_BRIEF:_ In the article on the GMC's power to appeal, how many appeals does recent FOI data show were lodged during the four-year period?

*** EXCERPTED TEXT

Medical Protection has welcomed commitment from DHSC to progress legislation that will finally strip the GMC of its power to appeal fitness to practise decisions in 2023.
DHSC set out its revised timetable for the implementation of long-awaited regulatory reform for doctors last week, with changes now not due to be implemented until 2024 at the earliest.
DHSC did however confirm that it would prioritise legislation to remove the GMC’s power to appeal fitness to practise decisions in 2023, alongside legislation that will bring physician associates (PAs) and anaesthesia associates (AA’s) into statutory regulation.
Medical Protection has long called for the GMC’s power to appeal MPTS decisions to be removed, and has been urging the government to act on its commitment to do so since it accepted the recommendation in the 2018 Professor Sir Norman Williams review. The Williams review, which followed the case of Dr Bawa-Garba, said removing the GMC’s right of appeal would help address the mistrust of the GMC amongst doctors and contribute to cultivating a culture of openness that is central to delivering improved patient safety.
Medical Protection said the delay on wider regulatory reform was frustrating, but welcomed the certainty around the removal of the GMC’s right to appeal.
Dr Rob Hendry, Medical Director at Medical Protection, said: “It is extremely frustrating to see yet more delay to regulatory reform for doctors - it is now more than 11 years since the Government first set out proposals to radically reform the GMC and changes will now not be implemented until 2024 at the earliest.
“A silver lining however is that DHSC will prioritise legislative change to remove the GMC’s power to appeal fitness to practise decisions in 2023, alongside the legislation for PA’s and AA’s. This is thanks to long standing campaigning led by MPS and supported by royal colleges, trade unions and grassroots organisations.
“The GMC’s power to appeal decisions made by the MPTS has created distrust between the medical profession and the regulator and contributed to a culture of fear. Fitness to practise proceedings are stressful and lengthy enough for doctors, without the added worry that the GMC can seek to override the decision made by the MPTS if it does not agree.
“Medical Protection has continually raised concerns that the GMC continues to use these powers despite the Government’s 2018 commitment to removing them, with recent FOI data showing 23 appeals have been lodged during the four-year period.
“Doctors will have this hanging over their heads until the relevant legislative changes are made to the Medical Act, however the certainty that these changes will be made in 2023 is welcome.”

******
*** DATA PROVIDED

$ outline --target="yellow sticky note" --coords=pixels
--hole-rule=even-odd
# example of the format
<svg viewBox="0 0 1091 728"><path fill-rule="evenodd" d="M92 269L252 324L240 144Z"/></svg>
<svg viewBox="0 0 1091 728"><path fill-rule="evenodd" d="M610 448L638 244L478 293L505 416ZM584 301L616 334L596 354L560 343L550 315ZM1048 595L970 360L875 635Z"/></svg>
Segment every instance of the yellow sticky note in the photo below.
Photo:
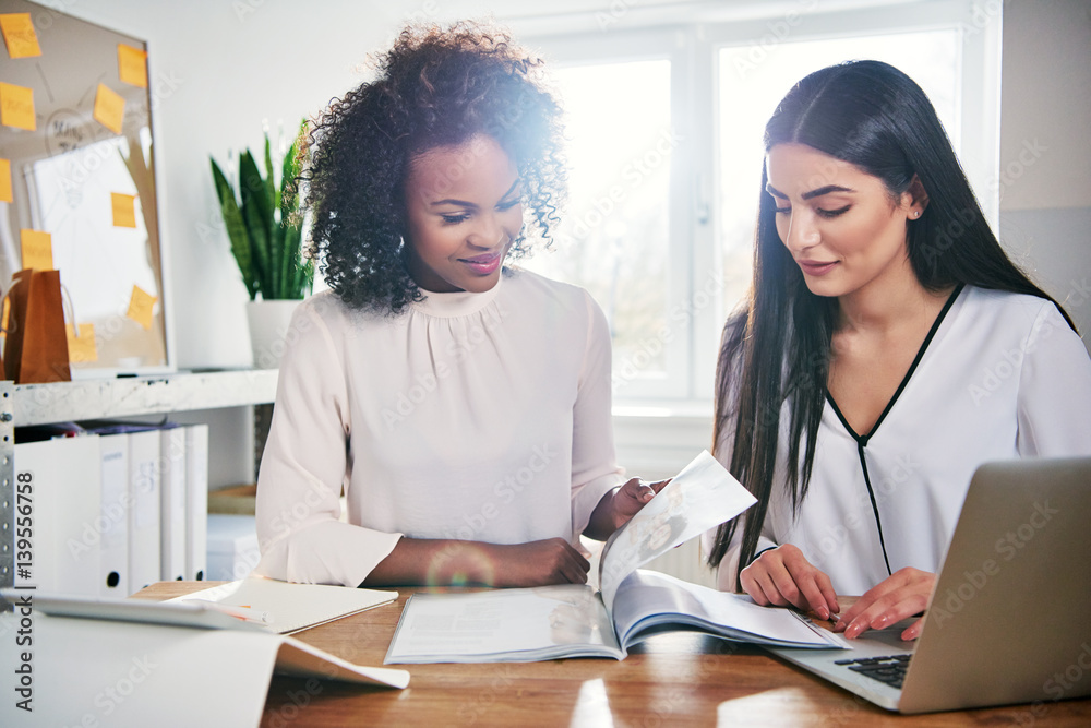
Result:
<svg viewBox="0 0 1091 728"><path fill-rule="evenodd" d="M113 227L136 227L136 196L121 192L110 192L113 206Z"/></svg>
<svg viewBox="0 0 1091 728"><path fill-rule="evenodd" d="M69 361L98 361L98 348L95 346L95 324L80 324L80 334L75 327L67 323L64 329L69 335Z"/></svg>
<svg viewBox="0 0 1091 728"><path fill-rule="evenodd" d="M0 123L34 131L34 89L0 82Z"/></svg>
<svg viewBox="0 0 1091 728"><path fill-rule="evenodd" d="M129 299L129 318L144 326L152 329L152 307L159 300L140 286L133 286L132 298Z"/></svg>
<svg viewBox="0 0 1091 728"><path fill-rule="evenodd" d="M11 159L0 159L0 202L11 202Z"/></svg>
<svg viewBox="0 0 1091 728"><path fill-rule="evenodd" d="M95 121L115 134L121 133L121 118L125 112L125 99L105 84L98 84L95 94Z"/></svg>
<svg viewBox="0 0 1091 728"><path fill-rule="evenodd" d="M133 86L147 88L147 51L119 43L118 77Z"/></svg>
<svg viewBox="0 0 1091 728"><path fill-rule="evenodd" d="M41 55L31 13L3 13L0 15L0 31L3 32L3 41L8 44L10 57L34 58Z"/></svg>
<svg viewBox="0 0 1091 728"><path fill-rule="evenodd" d="M22 229L19 242L23 250L23 267L35 271L53 270L53 237L41 230Z"/></svg>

******

_TASK RESULT:_ 23 appeals.